- PROBLEM 1 -
In the release announcement, what new name was given to system'dynamic'DynamicStruct?

- EXTRACTED TEXT -
Tuesday, August 11, 2015

ELENA 1.9.21 build (win32 / linux32) is out

A new release is available at github

What's new:

    • new "variable" hint
    • "ByRef" parameters are supported
    • project template console_mt (corex) is operational once again
  • ELC
    • issue #47 fixed
    • issue #22 fixed
    • issue #68 fixed
    • issue #67 fixed
  • LIB
    • system'collections: Stack, Queue
    • system'dynamic: CastOver
    • bool inline if : iif[2]
    • forms : Combobox
    • system'dynamic'DynamicStruct is renamed into system'dynamic'Dynamic
  • Samples
    • rosetta code sample : 100 doors
    • rosetta code sample : 24 game
    • calc is using script engine now
  • IDE
    • issue #7 fixed
    • issue #74 fixed

Stack allocated variables in ELENA

In many programming languages numbers are immutable, so result of any arithmetic operation is a new number. For an object-oriented language it means creating a new object, putting an extra load to GC. Different languages choose different strategies to fight this problem.

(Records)
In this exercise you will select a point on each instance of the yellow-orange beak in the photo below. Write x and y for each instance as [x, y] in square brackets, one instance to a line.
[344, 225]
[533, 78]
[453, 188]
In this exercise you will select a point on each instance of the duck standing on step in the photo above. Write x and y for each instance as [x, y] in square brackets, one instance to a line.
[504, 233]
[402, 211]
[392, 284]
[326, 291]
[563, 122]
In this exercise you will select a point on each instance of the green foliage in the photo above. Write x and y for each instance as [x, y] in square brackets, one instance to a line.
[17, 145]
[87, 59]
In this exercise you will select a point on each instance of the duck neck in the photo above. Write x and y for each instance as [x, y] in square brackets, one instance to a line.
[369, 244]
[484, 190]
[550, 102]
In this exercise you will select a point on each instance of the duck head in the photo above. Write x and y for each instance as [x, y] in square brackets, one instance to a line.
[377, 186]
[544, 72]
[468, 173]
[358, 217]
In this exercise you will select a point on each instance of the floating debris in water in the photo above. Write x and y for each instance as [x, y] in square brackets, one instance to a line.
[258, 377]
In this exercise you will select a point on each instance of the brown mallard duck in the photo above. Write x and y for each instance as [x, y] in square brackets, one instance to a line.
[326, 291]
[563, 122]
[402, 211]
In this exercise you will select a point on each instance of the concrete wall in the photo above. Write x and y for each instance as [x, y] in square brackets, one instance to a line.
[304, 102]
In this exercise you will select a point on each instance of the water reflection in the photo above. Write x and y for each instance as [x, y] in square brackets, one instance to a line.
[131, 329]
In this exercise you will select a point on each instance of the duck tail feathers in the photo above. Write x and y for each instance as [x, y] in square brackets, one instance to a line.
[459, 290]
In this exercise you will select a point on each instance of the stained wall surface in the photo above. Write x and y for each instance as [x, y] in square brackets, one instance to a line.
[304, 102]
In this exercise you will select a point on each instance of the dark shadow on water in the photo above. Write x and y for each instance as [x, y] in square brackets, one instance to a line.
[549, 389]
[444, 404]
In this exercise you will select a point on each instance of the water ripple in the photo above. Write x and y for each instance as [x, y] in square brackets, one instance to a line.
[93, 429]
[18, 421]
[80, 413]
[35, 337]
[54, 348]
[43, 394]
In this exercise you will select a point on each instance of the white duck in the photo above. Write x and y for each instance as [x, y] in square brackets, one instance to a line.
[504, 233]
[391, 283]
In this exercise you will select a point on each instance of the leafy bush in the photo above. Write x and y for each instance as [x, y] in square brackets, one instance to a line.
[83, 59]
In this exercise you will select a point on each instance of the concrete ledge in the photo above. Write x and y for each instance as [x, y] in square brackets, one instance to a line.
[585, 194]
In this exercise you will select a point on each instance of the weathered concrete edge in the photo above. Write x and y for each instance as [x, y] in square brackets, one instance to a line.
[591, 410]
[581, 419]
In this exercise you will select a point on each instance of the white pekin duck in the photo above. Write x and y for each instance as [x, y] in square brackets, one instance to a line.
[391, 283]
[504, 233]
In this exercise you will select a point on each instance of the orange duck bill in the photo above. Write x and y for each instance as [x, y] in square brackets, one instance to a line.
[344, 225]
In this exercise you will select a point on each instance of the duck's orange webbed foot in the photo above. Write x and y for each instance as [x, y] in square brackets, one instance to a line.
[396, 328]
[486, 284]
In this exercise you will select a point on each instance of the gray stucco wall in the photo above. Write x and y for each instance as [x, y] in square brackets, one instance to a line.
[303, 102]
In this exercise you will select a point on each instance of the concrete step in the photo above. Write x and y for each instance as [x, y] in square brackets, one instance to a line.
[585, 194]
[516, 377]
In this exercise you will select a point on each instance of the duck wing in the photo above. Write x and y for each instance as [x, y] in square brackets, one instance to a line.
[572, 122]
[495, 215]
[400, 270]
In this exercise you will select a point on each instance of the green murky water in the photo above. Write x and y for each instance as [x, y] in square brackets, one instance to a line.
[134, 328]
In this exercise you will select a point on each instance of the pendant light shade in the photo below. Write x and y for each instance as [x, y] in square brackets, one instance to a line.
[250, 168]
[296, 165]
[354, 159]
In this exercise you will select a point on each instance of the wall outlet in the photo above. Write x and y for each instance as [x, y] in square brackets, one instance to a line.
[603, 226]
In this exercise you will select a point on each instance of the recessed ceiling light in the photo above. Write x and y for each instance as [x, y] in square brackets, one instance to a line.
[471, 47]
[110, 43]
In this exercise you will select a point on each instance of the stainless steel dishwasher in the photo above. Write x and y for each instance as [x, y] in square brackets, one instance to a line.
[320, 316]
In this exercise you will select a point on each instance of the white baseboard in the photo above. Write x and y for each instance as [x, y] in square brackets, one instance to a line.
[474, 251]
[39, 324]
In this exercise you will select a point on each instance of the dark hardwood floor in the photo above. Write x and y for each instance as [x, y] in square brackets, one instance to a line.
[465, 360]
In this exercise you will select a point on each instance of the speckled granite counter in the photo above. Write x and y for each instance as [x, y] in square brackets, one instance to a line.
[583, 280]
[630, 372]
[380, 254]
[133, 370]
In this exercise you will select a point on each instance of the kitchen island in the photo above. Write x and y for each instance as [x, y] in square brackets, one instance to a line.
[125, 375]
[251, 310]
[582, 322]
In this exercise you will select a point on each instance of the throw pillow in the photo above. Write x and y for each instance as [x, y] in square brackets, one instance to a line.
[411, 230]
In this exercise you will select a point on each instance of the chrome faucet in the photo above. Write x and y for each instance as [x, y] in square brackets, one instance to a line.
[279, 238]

- PROBLEM 2 -
Count the lines in the rows above that contain the word "wall", and give only that number.

- TASK OUTPUT 1 -
system'dynamic'Dynamic

- TASK OUTPUT 2 -
4